* [Exercise]: Type out the records again, exactly as they are.
═════ Data records ═════
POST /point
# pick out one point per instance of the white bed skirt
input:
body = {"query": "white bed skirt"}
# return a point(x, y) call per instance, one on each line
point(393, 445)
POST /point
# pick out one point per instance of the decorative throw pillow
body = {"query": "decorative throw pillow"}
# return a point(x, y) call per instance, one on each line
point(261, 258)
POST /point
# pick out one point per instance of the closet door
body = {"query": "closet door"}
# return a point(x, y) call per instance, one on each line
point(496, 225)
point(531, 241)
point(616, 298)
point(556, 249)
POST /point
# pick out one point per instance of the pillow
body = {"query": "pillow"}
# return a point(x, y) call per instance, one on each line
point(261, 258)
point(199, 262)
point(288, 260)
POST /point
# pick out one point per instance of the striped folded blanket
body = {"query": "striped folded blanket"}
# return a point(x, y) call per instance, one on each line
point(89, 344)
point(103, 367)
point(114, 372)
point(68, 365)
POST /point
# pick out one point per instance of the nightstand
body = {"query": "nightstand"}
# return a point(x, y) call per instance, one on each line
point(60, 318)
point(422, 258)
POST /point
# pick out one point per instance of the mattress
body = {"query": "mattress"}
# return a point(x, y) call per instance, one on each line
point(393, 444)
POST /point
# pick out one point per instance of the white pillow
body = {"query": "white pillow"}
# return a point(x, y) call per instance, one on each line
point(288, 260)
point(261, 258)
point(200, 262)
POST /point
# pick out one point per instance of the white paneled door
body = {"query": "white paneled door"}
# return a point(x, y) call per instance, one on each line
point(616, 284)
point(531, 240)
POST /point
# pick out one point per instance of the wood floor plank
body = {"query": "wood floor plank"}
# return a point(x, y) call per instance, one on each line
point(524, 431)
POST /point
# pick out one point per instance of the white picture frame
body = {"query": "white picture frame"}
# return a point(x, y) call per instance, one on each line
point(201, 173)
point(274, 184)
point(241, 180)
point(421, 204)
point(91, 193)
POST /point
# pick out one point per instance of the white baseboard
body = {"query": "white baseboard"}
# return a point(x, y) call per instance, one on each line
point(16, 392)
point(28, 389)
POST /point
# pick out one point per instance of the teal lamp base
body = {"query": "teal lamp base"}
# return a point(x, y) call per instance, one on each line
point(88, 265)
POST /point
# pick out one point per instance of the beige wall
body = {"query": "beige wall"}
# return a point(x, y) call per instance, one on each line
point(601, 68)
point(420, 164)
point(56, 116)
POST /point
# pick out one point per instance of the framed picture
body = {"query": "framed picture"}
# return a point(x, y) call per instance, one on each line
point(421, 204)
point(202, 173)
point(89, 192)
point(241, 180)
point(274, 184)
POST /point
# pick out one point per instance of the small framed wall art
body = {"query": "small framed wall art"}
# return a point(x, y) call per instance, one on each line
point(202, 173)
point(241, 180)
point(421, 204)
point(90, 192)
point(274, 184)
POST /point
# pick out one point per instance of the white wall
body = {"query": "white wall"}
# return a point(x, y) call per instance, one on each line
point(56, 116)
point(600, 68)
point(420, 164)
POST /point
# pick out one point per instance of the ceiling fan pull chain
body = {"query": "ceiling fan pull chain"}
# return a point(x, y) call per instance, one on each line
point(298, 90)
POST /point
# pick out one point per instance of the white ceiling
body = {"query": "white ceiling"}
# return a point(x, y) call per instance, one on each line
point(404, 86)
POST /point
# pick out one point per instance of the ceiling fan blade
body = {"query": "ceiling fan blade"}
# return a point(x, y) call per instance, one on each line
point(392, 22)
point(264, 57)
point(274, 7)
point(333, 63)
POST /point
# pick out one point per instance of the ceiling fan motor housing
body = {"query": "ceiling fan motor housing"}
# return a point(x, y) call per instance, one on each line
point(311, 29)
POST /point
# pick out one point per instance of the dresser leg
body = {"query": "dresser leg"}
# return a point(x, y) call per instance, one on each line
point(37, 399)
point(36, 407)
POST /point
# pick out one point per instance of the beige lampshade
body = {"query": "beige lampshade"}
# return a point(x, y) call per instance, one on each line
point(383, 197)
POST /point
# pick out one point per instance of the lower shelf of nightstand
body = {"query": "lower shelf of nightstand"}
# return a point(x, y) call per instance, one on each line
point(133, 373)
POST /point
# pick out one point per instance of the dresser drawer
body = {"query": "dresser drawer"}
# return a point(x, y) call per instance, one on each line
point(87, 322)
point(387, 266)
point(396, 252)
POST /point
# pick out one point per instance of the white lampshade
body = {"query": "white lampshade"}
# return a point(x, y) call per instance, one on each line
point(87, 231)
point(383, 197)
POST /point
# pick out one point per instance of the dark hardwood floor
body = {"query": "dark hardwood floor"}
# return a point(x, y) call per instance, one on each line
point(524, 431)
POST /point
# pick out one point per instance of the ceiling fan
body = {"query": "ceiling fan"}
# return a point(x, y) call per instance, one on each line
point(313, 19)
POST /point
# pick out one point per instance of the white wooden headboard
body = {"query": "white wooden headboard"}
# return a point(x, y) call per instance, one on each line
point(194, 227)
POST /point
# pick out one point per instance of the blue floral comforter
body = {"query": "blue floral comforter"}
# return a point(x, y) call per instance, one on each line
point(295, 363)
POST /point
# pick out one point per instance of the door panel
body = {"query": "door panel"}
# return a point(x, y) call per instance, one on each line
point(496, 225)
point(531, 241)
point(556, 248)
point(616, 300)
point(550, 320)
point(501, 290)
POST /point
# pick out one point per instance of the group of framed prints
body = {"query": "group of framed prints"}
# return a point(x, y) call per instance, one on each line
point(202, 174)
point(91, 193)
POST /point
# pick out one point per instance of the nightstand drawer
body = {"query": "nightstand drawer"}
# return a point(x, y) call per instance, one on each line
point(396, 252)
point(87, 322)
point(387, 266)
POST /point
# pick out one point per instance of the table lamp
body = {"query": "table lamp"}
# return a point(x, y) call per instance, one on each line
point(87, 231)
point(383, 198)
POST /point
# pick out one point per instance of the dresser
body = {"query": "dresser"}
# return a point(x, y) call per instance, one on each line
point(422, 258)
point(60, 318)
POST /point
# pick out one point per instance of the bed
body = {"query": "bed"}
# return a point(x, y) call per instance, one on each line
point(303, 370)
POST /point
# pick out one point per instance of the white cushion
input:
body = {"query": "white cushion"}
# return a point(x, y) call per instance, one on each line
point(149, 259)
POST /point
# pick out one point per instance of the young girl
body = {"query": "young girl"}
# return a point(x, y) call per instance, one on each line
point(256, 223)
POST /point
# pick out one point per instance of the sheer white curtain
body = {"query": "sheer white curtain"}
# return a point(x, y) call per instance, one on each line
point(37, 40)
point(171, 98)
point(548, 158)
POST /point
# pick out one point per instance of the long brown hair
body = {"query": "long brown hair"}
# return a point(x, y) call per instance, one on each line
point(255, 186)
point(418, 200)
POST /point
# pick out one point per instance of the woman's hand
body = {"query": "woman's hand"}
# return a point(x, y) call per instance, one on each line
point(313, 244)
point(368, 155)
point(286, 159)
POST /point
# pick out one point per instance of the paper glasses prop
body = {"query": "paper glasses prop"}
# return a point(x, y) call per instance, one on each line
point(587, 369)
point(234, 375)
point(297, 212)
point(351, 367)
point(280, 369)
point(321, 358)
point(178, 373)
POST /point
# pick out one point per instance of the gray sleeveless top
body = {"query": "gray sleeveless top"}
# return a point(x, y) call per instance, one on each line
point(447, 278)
═════
* [Solution to the problem]:
POST /point
# pick out one point per instance of the white bed skirt
input:
body = {"query": "white bed skirt"}
# return a point(x, y) call per instance, one on each line
point(393, 445)
POST /point
# pick out one point per instance of the decorative throw pillow
body = {"query": "decorative throw pillow"}
# return a point(x, y) call per instance, one on each line
point(261, 258)
POST /point
# pick out one point per instance of the closet door
body = {"query": "closet door"}
# return a point(x, y) call per instance, one on each line
point(496, 225)
point(531, 241)
point(616, 298)
point(556, 249)
POST /point
# pick out one point per instance of the pillow
body = {"query": "pillow"}
# return a point(x, y) call per instance, one on each line
point(261, 258)
point(199, 262)
point(288, 260)
POST /point
# pick out one point per instance of the striped folded blanket
body = {"query": "striped folded blanket"}
# return a point(x, y) call per instance, one on each line
point(89, 344)
point(103, 367)
point(114, 372)
point(68, 365)
POST /point
# pick out one point per instance of the nightstand
body = {"query": "nightstand"}
# return a point(x, y) call per instance, one on each line
point(60, 318)
point(422, 258)
POST /point
# pick out one point per instance of the mattress
body = {"query": "mattress"}
# return a point(x, y) call per instance, one on each line
point(393, 444)
POST /point
# pick out one point per instance of the white pillow
body = {"query": "white pillow"}
# return a point(x, y) call per instance, one on each line
point(288, 260)
point(261, 258)
point(200, 262)
POST /point
# pick out one point per instance of the white paneled door
body = {"query": "white paneled door"}
# return a point(x, y) call per instance, one on each line
point(616, 284)
point(531, 240)
POST /point
# pick out one point per instance of the wood floor plank
body = {"query": "wood floor plank"}
# return a point(x, y) call per instance, one on each line
point(524, 431)
POST /point
# pick out one point per instance of the white picture frame
body = {"query": "white picture frame"}
# return a point(x, y) call per instance, one on each line
point(201, 173)
point(274, 184)
point(241, 180)
point(421, 204)
point(91, 193)
POST /point
# pick out one point per instance of the white baseboard
body = {"query": "white baseboard"}
# return a point(x, y) call per instance, one on each line
point(16, 392)
point(28, 389)
POST /point
# pick out one point per instance of the teal lamp base
body = {"query": "teal lamp base"}
# return a point(x, y) call per instance, one on each line
point(88, 265)
POST /point
# pick out one point per instance of the beige wall
body = {"query": "beige wall"}
# return a point(x, y) call per instance, one on each line
point(601, 68)
point(420, 164)
point(56, 116)
POST /point
# pick out one point per instance of the framed picture
body = {"query": "framed picture"}
# return a point(x, y) call per instance, one on each line
point(421, 204)
point(202, 173)
point(89, 192)
point(241, 180)
point(274, 184)
POST /point
# pick out one point per instance of the small framed wall art
body = {"query": "small framed wall art"}
# return a point(x, y) call per instance, one on each line
point(202, 173)
point(241, 180)
point(421, 204)
point(90, 192)
point(274, 184)
POST /point
# pick out one point per instance of the white wall
body = {"query": "white wall"}
# return a point(x, y) call per instance, one on each line
point(56, 116)
point(600, 68)
point(420, 164)
POST /point
# pick out one point per instance of the ceiling fan pull chain
body = {"query": "ceiling fan pull chain"}
# return a point(x, y) call per instance, one on each line
point(298, 90)
POST /point
# pick out one point per instance of the white ceiling
body = {"query": "white ceiling"}
# return a point(x, y) call per instance, one on each line
point(404, 86)
POST /point
# pick out one point per instance of the ceiling fan blade
body = {"query": "ceiling fan blade"}
# return a point(x, y) call per instance, one on each line
point(392, 22)
point(264, 57)
point(274, 7)
point(333, 63)
POST /point
# pick out one point per instance of the ceiling fan motor housing
body = {"query": "ceiling fan motor housing"}
# return a point(x, y) call per instance, one on each line
point(311, 29)
POST /point
# pick out one point per instance of the dresser leg
body = {"query": "dresser leg"}
# return a point(x, y) call per instance, one on each line
point(37, 399)
point(36, 407)
POST /point
# pick out one point per instance of the beige lampshade
body = {"query": "beige lampshade"}
# return a point(x, y) call per instance, one on each line
point(383, 197)
POST /point
# pick out one point per instance of the lower shelf of nightstand
body = {"query": "lower shelf of nightstand"}
# return a point(x, y) call per instance, one on each line
point(133, 373)
POST /point
# pick out one point per instance of the dresser drawer
body = {"query": "dresser drawer"}
# return a point(x, y) call per instance, one on each line
point(87, 322)
point(387, 266)
point(396, 252)
POST /point
# pick out one point per instance of the white lampshade
body = {"query": "white lampshade"}
# return a point(x, y) call per instance, one on each line
point(87, 231)
point(383, 197)
POST /point
# pick out one point per instance of the dark hardwood floor
body = {"query": "dark hardwood floor"}
# return a point(x, y) call per instance, one on each line
point(524, 431)
POST /point
# pick out one point per instance of the ceiling fan
body = {"query": "ceiling fan"}
# return a point(x, y) call per instance, one on each line
point(313, 19)
POST /point
# pick out one point per instance of the white wooden headboard
body = {"query": "white wooden headboard"}
# return a point(x, y) call per instance, one on each line
point(194, 227)
POST /point
# pick out one point per instance of the blue floral comforter
body = {"query": "blue floral comforter"}
# return a point(x, y) call per instance, one on each line
point(295, 363)
POST /point
# pick out one point per instance of the door panel
body = {"query": "door panel"}
# return a point(x, y) call per instance, one on each line
point(496, 225)
point(531, 241)
point(556, 248)
point(616, 300)
point(550, 320)
point(501, 290)
POST /point
# pick out one point per instance of the group of framed prints
body = {"query": "group of framed prints"}
# return a point(x, y) call per instance, one on each line
point(202, 174)
point(91, 193)
POST /point
# pick out one point per instance of the nightstand drawer
body = {"query": "nightstand drawer"}
# return a point(x, y) call per instance, one on each line
point(396, 252)
point(87, 322)
point(387, 266)
POST /point
# pick out one point per instance of the table lamp
body = {"query": "table lamp"}
# return a point(x, y) call per instance, one on each line
point(87, 231)
point(383, 198)
POST /point
# pick out one point per instance of the dresser
body = {"query": "dresser"}
# return a point(x, y) call per instance, one on each line
point(422, 258)
point(60, 318)
POST /point
# pick out one point per instance of the bed
body = {"query": "bed"}
# return a point(x, y) call per instance, one on each line
point(303, 370)
POST /point
# pick out one point per instance of the white cushion
input:
body = {"query": "white cushion"}
# return a point(x, y) call per instance, one on each line
point(149, 259)
POST /point
# pick out one point per instance of the young girl
body = {"query": "young girl"}
# return a point(x, y) call per instance, one on each line
point(256, 223)
POST /point
# pick out one point per instance of the sheer white curtain
body = {"query": "sheer white curtain"}
# return a point(x, y) call per instance, one on each line
point(37, 40)
point(171, 98)
point(548, 158)
POST /point
# pick out one point per instance of the long brown hair
body = {"query": "long brown hair"}
# return a point(x, y) call per instance, one on each line
point(255, 186)
point(418, 200)
POST /point
# pick out one point per instance of the woman's hand
body = {"query": "woman's hand"}
# return a point(x, y) call per instance, one on each line
point(313, 244)
point(368, 155)
point(286, 159)
POST /point
# pick out one point per instance of the paper glasses prop
body = {"query": "paper glasses prop"}
# return a point(x, y) call per instance, one on each line
point(587, 369)
point(234, 375)
point(297, 212)
point(351, 367)
point(280, 369)
point(321, 358)
point(178, 373)
POST /point
# pick out one point per instance of the gray sleeveless top
body = {"query": "gray sleeveless top"}
# return a point(x, y) call per instance, one on each line
point(447, 278)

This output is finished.